What is asked: Can you transcribe every record below exactly as it appears?

Material to process:
___
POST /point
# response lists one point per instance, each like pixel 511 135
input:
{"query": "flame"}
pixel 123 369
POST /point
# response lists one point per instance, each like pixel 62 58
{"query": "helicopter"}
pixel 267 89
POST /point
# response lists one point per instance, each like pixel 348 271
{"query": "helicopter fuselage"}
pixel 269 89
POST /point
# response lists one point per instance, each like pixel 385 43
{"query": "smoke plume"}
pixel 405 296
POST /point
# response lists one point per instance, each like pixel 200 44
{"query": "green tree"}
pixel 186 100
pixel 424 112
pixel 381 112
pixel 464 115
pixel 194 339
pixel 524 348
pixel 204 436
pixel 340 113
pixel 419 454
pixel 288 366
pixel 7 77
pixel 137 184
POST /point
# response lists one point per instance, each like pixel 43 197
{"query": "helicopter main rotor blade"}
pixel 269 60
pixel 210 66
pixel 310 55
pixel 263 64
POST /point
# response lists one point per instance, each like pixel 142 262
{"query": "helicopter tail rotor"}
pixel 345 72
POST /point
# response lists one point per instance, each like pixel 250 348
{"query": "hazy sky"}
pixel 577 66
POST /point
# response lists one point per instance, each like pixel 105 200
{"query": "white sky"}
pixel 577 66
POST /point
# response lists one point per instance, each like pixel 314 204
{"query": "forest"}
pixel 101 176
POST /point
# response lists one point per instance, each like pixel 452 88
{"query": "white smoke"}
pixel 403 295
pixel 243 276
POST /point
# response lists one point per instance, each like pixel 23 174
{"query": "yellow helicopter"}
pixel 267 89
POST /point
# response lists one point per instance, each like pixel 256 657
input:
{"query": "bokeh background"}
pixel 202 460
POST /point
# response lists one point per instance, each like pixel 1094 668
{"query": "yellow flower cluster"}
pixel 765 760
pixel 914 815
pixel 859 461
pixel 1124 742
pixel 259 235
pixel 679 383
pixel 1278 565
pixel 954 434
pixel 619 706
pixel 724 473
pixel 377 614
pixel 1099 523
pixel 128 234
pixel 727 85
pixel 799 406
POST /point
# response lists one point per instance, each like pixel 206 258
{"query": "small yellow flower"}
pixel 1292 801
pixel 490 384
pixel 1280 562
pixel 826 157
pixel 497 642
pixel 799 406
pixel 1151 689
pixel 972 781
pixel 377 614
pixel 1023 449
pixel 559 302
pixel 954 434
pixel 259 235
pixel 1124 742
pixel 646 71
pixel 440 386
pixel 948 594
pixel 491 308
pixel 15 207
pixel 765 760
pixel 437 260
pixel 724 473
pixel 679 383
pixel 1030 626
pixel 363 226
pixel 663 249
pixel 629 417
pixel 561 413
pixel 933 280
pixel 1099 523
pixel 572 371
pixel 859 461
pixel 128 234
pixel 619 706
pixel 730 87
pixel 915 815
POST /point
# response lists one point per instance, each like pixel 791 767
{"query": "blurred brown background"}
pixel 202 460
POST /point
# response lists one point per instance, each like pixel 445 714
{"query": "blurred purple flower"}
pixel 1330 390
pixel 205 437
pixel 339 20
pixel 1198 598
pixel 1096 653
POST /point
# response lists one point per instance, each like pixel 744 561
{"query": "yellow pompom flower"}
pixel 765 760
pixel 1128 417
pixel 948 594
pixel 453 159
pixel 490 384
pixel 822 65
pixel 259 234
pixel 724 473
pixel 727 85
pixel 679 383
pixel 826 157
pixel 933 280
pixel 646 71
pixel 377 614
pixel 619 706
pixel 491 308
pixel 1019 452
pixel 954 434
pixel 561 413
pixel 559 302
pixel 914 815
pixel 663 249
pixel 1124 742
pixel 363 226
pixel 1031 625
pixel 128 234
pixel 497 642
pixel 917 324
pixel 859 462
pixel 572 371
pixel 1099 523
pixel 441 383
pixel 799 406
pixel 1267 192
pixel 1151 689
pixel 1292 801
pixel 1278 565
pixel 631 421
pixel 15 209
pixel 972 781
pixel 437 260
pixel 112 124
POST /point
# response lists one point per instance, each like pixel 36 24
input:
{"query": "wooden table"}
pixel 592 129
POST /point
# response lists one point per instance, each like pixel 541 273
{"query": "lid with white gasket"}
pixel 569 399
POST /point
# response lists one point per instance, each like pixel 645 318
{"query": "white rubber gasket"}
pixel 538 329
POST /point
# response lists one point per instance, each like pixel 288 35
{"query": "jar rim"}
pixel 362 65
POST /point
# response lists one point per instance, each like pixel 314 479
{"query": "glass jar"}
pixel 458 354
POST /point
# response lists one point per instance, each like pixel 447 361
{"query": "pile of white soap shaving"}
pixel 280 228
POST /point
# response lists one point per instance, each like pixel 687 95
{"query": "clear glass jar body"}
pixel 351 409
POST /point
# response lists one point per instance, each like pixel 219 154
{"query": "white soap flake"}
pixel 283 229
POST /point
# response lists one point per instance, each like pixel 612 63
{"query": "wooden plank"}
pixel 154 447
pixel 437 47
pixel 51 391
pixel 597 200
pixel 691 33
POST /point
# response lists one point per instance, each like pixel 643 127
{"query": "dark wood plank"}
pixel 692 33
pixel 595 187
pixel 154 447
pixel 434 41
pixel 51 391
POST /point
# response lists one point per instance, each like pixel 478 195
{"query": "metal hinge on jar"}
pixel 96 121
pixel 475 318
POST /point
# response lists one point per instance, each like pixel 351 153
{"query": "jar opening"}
___
Correct output:
POST /point
# response lists one point per instance, each like pixel 511 135
input:
{"query": "flame"}
pixel 123 369
POST /point
# response lists one point per instance, each like pixel 62 58
{"query": "helicopter"}
pixel 267 89
POST /point
# response lists one point per instance, each like pixel 348 271
{"query": "helicopter fuselage"}
pixel 269 89
POST /point
# response lists one point per instance, each like pixel 385 43
{"query": "smoke plume"}
pixel 405 296
POST /point
# response lists one point per instance, each like pixel 200 44
{"query": "green tree"}
pixel 186 100
pixel 424 112
pixel 381 112
pixel 464 115
pixel 194 339
pixel 524 348
pixel 204 436
pixel 340 113
pixel 419 454
pixel 288 366
pixel 7 77
pixel 137 184
POST /point
# response lists one point per instance, each like pixel 43 197
{"query": "helicopter main rotor blade"}
pixel 269 60
pixel 210 66
pixel 310 55
pixel 263 64
POST /point
# response lists one point per instance, each like pixel 142 262
{"query": "helicopter tail rotor"}
pixel 345 72
POST /point
# response lists one point per instance, each like pixel 250 348
{"query": "hazy sky"}
pixel 577 66
POST /point
# response lists one point per instance, each like pixel 105 200
{"query": "white sky"}
pixel 577 66
POST /point
# response lists one point per instance, each like pixel 314 204
{"query": "forest"}
pixel 101 176
POST /point
# response lists one point per instance, each like pixel 452 88
{"query": "white smoke"}
pixel 403 295
pixel 243 276
POST /point
# response lists one point per instance, each like pixel 23 174
{"query": "yellow helicopter"}
pixel 267 89
POST /point
# response lists one point per instance, each like pixel 256 657
input:
{"query": "bokeh background"}
pixel 202 460
POST /point
# response lists one point per instance, each like pixel 1094 668
{"query": "yellow flower cluster"}
pixel 765 760
pixel 914 815
pixel 859 461
pixel 1124 742
pixel 259 235
pixel 679 383
pixel 1278 565
pixel 954 434
pixel 619 706
pixel 724 473
pixel 377 614
pixel 1099 523
pixel 128 234
pixel 727 85
pixel 799 406
POST /point
# response lists one point per instance, each like pixel 206 258
{"query": "small yellow flower"}
pixel 1292 801
pixel 490 384
pixel 1280 562
pixel 826 157
pixel 497 642
pixel 799 406
pixel 1151 689
pixel 972 781
pixel 377 614
pixel 1023 449
pixel 559 302
pixel 954 434
pixel 259 235
pixel 1124 742
pixel 646 71
pixel 440 386
pixel 948 594
pixel 491 308
pixel 15 207
pixel 765 760
pixel 437 260
pixel 724 473
pixel 679 383
pixel 1030 626
pixel 363 226
pixel 663 249
pixel 629 417
pixel 561 413
pixel 933 280
pixel 1099 523
pixel 572 371
pixel 859 461
pixel 128 234
pixel 619 706
pixel 730 87
pixel 915 815
POST /point
# response lists one point per instance, each like pixel 791 767
{"query": "blurred brown background"}
pixel 202 460
POST /point
# response lists one point per instance, each like pixel 445 714
{"query": "blurred purple flower"}
pixel 1330 390
pixel 205 437
pixel 339 20
pixel 1198 598
pixel 1096 653
POST /point
# response lists one point per instance, each like pixel 744 561
{"query": "yellow pompom flower"}
pixel 765 760
pixel 1128 417
pixel 948 594
pixel 453 159
pixel 490 384
pixel 822 65
pixel 259 234
pixel 724 473
pixel 727 85
pixel 679 383
pixel 826 157
pixel 933 280
pixel 646 71
pixel 377 614
pixel 619 706
pixel 491 308
pixel 1019 452
pixel 954 434
pixel 561 413
pixel 559 302
pixel 914 815
pixel 663 249
pixel 1124 742
pixel 363 226
pixel 1031 625
pixel 128 234
pixel 497 642
pixel 917 324
pixel 859 462
pixel 572 371
pixel 1099 523
pixel 441 383
pixel 799 406
pixel 1267 192
pixel 1151 689
pixel 1292 801
pixel 1278 565
pixel 631 421
pixel 15 209
pixel 972 781
pixel 437 260
pixel 112 124
POST /point
# response lists one point per instance, each like pixel 36 24
input:
{"query": "wooden table"}
pixel 592 129
POST /point
# response lists one point per instance, each like pixel 541 273
{"query": "lid with white gasket"}
pixel 569 399
POST /point
# response lists one point per instance, each like pixel 645 318
{"query": "white rubber gasket"}
pixel 538 329
POST /point
# response lists one point per instance, each like pixel 288 35
{"query": "jar rim"}
pixel 362 65
POST /point
# response lists one point per instance, each like pixel 314 479
{"query": "glass jar"}
pixel 458 354
POST /point
# response lists one point per instance, each like pixel 447 361
{"query": "pile of white soap shaving"}
pixel 280 228
POST /point
# response lists one point per instance, each like pixel 687 95
{"query": "clear glass jar body"}
pixel 351 409
POST /point
# response lists one point per instance, each like pixel 219 154
{"query": "white soap flake"}
pixel 283 229
POST /point
# response lists one point per instance, each like pixel 612 63
{"query": "wooden plank"}
pixel 154 447
pixel 437 47
pixel 51 391
pixel 597 200
pixel 691 33
POST /point
# response lists one point per instance, each like pixel 643 127
{"query": "dark wood plank"}
pixel 692 33
pixel 595 187
pixel 154 447
pixel 434 41
pixel 51 391
POST /point
# response lists one point per instance, each like pixel 478 195
{"query": "metal hinge on jar"}
pixel 96 121
pixel 475 318
POST /point
# response lists one point per instance, each like pixel 351 153
{"query": "jar opening"}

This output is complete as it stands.